課題の要件 →
1/ パッシブデザインの解説文によると、パッシブハウスはどの国で生まれたか答えてください。
2/ パッシブデザインの解説文のうち、「パッシブハウスとパッシブデザイン」から「2023年9月20日現在)。」までを、両端を含めて一字一句違えずに書き出してください。
3/ パッシブデザインの解説文に示された、パッシブハウスと認められるための基準をすべて挙げてください。

近年、SDGsへの関心の高まりとともに注目されている家づくりの手法「パッシブデザイン」。その考え方の基本や日本の住宅との関係性などについて解説します。

パッシブデザインとは?

パッシブデザイン(passive design)とは、光や風といった自然のエネルギーを利用して快適な環境をつくる考え方で、建物の設計・デザインに用いられます。

「パッシブ」とは受動的であることを意味します。つまり、冷暖房設備によって環境を能動的(アクティブ)にコントロールするのではなく、自然風や太陽光を取り入れて環境を調節するというアプローチを取るということです。

地球環境への負荷を減らす持続的な住まいとしてSDGsの考え方とも合致しており、注目が高まっています。

パッシブハウスとパッシブデザイン

パッシブデザインという概念は、環境先進国として知られるドイツで生まれた「パッシブハウス」がもとになっています。

「パッシブハウス」は、1990年代に「パッシブハウス研究所」により確立された省エネ住宅のことで、自然エネルギーの活用に関する基準が明確化されている点が特徴です。その土地の気象データを踏まえ、住宅の省エネ性能を数値化して設計されており、消費者側も客観的なデータから家選びをすることができます。

具体的には、下記の基準をクリアした家がパッシブハウスだと認められます。
・冷暖房負荷が各15kwh/㎡以下
・一次エネルギー消費量が120kwh/㎡以下
・気密性能として50Paの加圧時の漏気回数0.6回以下

基準を見てもイメージがわかないと思いますが、この基準をクリアするには例えば外壁が40~50cm程度(日本の住宅は15cm程度が主流)、窓は3重が基本とされることから、基準の高さがうかがえます。実際、日本でパッシブハウスをつくるのは難しく、現在79軒があるのみです(2023年9月20日現在)。

記録データ →
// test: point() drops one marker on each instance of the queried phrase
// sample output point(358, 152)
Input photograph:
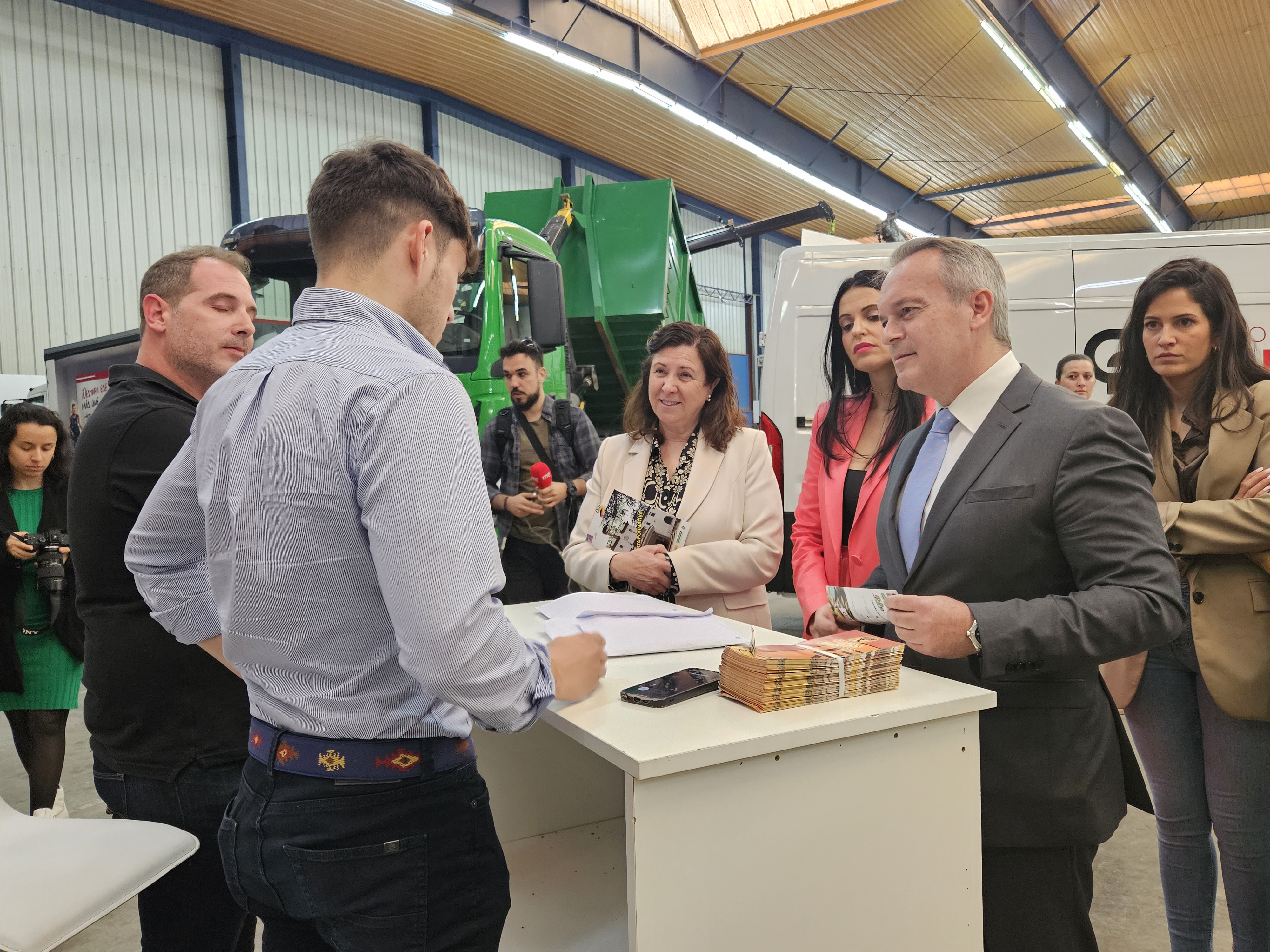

課題別の出力 →
1/ ドイツ

2/
パッシブハウスとパッシブデザイン

パッシブデザインという概念は、環境先進国として知られるドイツで生まれた「パッシブハウス」がもとになっています。

「パッシブハウス」は、1990年代に「パッシブハウス研究所」により確立された省エネ住宅のことで、自然エネルギーの活用に関する基準が明確化されている点が特徴です。その土地の気象データを踏まえ、住宅の省エネ性能を数値化して設計されており、消費者側も客観的なデータから家選びをすることができます。

具体的には、下記の基準をクリアした家がパッシブハウスだと認められます。
・冷暖房負荷が各15kwh/㎡以下
・一次エネルギー消費量が120kwh/㎡以下
・気密性能として50Paの加圧時の漏気回数0.6回以下

基準を見てもイメージがわかないと思いますが、この基準をクリアするには例えば外壁が40~50cm程度(日本の住宅は15cm程度が主流)、窓は3重が基本とされることから、基準の高さがうかがえます。実際、日本でパッシブハウスをつくるのは難しく、現在79軒があるのみです(2023年9月20日現在)。

3/
・冷暖房負荷が各15kwh/㎡以下
・一次エネルギー消費量が120kwh/㎡以下
・気密性能として50Paの加圧時の漏気回数0.6回以下